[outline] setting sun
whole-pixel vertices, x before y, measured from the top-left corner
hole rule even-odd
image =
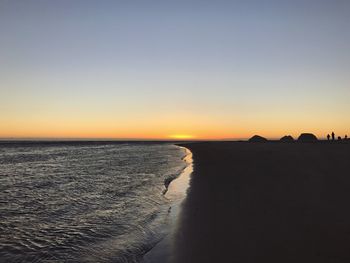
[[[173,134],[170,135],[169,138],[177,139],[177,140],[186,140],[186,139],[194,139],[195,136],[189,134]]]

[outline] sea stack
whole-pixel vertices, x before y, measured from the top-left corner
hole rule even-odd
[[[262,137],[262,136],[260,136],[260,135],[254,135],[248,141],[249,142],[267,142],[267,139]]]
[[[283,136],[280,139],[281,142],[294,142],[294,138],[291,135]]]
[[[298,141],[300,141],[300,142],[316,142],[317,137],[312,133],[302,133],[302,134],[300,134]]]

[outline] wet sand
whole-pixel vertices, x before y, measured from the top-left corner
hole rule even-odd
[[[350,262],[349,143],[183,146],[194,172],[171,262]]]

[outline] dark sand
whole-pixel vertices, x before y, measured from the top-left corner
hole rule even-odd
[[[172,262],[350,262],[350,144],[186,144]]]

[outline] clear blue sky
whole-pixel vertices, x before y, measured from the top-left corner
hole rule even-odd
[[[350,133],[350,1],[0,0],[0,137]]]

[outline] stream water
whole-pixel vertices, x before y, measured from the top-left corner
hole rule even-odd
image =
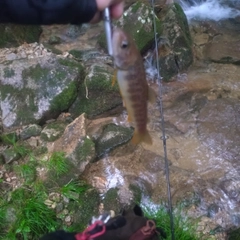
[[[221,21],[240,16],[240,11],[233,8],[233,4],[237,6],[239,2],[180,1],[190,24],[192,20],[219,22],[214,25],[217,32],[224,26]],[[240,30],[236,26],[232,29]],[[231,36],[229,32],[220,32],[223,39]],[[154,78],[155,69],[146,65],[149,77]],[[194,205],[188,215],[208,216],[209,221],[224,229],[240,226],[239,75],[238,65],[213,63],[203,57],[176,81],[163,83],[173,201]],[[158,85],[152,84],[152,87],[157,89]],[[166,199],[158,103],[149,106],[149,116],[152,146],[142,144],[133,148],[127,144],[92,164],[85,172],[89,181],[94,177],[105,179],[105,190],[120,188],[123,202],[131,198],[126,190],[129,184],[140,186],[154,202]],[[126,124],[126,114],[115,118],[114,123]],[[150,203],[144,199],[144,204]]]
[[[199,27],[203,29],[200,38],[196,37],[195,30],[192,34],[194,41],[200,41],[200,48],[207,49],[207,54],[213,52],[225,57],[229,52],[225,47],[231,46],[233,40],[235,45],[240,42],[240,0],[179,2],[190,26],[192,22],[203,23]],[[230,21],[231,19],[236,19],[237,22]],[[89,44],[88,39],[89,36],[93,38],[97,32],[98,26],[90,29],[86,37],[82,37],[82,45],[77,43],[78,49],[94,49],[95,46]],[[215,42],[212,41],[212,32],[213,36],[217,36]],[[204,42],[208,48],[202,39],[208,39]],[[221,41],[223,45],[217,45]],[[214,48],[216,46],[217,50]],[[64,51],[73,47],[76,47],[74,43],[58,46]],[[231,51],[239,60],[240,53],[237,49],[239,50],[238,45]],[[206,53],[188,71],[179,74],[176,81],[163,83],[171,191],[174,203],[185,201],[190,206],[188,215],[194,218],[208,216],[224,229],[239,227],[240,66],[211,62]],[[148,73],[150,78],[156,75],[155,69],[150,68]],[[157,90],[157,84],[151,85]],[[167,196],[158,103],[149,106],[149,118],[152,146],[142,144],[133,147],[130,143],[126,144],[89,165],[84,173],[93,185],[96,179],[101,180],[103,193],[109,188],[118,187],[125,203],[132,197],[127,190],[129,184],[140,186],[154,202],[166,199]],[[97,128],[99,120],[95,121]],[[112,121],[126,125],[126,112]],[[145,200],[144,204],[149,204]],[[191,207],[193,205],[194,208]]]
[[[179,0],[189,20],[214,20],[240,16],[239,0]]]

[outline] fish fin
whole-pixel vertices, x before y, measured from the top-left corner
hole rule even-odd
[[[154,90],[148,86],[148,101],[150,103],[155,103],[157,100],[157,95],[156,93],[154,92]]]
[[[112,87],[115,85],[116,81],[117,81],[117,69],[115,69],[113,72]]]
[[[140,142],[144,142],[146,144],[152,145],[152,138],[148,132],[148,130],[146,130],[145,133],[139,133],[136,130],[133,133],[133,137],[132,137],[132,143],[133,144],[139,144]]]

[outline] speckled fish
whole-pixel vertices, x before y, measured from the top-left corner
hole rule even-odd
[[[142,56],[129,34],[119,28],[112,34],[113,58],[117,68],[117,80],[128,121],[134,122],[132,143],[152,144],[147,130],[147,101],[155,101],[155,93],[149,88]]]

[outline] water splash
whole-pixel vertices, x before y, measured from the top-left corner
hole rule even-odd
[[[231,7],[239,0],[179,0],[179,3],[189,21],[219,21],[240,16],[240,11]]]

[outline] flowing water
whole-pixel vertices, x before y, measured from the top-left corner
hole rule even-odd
———
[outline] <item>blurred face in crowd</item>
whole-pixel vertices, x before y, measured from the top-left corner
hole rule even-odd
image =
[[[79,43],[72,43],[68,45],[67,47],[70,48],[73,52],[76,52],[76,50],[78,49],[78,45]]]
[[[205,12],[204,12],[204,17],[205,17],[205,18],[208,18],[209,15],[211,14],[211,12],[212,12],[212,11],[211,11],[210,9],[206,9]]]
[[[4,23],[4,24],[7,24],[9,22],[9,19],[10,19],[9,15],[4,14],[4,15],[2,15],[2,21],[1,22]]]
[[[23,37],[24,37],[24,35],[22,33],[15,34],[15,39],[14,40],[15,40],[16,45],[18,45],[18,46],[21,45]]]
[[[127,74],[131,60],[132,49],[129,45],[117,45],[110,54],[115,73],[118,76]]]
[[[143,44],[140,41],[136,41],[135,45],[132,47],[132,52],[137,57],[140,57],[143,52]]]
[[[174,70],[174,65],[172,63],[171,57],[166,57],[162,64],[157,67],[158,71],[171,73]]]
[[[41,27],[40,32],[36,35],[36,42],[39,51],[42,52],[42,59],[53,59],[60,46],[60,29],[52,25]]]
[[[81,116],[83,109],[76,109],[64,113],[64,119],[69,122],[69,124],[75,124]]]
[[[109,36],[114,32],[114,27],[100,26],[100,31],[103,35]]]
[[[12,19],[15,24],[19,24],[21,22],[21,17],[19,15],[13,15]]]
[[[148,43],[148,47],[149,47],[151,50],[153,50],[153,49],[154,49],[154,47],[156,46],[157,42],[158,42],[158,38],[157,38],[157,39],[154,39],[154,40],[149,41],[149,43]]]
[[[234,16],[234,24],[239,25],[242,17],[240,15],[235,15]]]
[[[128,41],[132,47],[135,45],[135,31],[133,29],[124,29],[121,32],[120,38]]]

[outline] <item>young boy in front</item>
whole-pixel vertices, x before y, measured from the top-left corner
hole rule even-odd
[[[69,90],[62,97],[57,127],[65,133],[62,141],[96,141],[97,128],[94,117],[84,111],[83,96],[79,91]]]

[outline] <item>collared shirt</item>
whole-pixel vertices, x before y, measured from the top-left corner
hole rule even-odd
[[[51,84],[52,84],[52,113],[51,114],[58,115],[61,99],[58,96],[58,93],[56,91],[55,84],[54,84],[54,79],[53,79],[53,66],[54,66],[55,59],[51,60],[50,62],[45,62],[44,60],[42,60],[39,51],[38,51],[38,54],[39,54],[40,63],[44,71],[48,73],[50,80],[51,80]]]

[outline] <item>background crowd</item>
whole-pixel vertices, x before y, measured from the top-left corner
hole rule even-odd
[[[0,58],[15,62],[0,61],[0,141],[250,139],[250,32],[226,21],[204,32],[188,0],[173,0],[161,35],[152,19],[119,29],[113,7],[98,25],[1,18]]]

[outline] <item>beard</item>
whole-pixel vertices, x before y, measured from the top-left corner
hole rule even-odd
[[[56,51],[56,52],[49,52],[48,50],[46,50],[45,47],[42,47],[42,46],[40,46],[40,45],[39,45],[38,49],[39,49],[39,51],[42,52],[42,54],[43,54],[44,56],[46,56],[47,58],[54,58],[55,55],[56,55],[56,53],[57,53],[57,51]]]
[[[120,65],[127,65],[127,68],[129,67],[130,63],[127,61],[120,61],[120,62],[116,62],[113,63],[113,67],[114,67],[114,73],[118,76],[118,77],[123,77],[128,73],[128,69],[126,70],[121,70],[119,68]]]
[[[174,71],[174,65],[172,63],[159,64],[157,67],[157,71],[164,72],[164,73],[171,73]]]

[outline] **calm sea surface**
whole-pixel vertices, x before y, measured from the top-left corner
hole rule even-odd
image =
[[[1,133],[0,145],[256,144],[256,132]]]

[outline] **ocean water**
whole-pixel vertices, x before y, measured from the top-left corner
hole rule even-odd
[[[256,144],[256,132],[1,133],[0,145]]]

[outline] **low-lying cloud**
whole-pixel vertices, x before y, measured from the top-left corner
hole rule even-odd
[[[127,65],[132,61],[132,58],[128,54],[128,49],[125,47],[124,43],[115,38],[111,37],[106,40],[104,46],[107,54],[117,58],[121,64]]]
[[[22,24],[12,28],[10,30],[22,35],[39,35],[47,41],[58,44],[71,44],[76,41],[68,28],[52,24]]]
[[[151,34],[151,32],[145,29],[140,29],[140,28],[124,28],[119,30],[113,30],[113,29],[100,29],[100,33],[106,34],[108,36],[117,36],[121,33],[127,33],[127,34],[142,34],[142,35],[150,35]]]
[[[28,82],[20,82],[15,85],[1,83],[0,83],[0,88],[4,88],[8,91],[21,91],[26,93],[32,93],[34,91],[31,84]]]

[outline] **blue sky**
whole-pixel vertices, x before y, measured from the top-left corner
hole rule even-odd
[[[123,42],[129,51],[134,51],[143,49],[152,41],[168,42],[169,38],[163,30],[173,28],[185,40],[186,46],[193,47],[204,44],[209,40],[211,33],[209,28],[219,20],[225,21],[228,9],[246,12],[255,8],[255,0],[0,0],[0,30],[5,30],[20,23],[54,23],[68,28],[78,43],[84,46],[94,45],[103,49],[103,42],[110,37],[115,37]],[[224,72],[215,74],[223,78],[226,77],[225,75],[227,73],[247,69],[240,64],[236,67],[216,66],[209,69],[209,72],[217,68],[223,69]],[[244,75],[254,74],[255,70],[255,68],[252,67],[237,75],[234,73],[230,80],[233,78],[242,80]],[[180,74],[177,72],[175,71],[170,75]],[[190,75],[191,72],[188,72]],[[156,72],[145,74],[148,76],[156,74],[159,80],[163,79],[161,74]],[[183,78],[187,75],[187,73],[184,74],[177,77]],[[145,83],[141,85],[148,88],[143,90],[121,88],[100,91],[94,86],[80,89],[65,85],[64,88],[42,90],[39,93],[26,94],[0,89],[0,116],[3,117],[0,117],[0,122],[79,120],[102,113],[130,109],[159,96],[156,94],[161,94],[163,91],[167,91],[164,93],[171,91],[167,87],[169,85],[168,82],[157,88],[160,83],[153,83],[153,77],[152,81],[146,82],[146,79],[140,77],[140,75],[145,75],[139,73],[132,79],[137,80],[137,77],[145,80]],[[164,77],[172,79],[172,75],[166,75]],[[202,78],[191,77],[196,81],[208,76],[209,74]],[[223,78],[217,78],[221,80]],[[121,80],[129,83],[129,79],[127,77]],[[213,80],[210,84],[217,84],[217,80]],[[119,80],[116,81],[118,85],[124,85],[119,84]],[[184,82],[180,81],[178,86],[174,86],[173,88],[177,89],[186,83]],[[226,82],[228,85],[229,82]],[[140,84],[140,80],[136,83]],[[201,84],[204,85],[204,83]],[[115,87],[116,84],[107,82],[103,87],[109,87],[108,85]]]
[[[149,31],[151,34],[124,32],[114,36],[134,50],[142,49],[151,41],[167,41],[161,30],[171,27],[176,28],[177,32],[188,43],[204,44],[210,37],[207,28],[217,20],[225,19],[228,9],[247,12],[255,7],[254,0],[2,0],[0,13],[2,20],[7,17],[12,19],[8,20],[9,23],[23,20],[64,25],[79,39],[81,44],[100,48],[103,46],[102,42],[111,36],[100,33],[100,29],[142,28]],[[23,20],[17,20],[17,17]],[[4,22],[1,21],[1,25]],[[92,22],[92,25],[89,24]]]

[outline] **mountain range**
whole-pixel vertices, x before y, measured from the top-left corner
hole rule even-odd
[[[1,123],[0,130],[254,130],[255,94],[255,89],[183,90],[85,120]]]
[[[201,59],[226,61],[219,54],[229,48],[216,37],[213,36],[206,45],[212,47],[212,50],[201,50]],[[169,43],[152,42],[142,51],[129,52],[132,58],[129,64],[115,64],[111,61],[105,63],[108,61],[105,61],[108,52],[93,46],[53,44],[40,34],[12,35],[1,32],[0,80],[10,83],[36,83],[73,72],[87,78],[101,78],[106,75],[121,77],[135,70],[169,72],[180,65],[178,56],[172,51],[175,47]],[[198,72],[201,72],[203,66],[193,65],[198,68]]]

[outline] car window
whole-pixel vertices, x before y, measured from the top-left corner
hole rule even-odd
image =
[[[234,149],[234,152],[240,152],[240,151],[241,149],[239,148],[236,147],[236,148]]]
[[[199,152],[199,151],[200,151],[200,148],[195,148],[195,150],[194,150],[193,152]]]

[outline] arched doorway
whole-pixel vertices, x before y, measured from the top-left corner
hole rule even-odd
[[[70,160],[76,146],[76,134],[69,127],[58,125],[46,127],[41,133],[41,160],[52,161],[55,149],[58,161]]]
———
**TO BE DONE:** Output every line from the one containing "[outline] **calm sea surface**" through the one containing "[[[256,144],[256,132],[1,133],[0,145]]]" as a JSON list of strings, one string per line, with blank lines omitted.

**ANSWER FOR THIS EXERCISE:**
[
  "[outline] **calm sea surface**",
  "whole-pixel vertices, x before y, measured from the top-left corner",
  "hole rule even-odd",
  "image =",
  "[[[1,133],[0,145],[256,144],[256,132]]]",
  "[outline] **ocean water**",
  "whole-pixel vertices, x before y, measured from the top-left corner",
  "hole rule even-odd",
  "[[[256,144],[256,132],[1,133],[0,145]]]"
]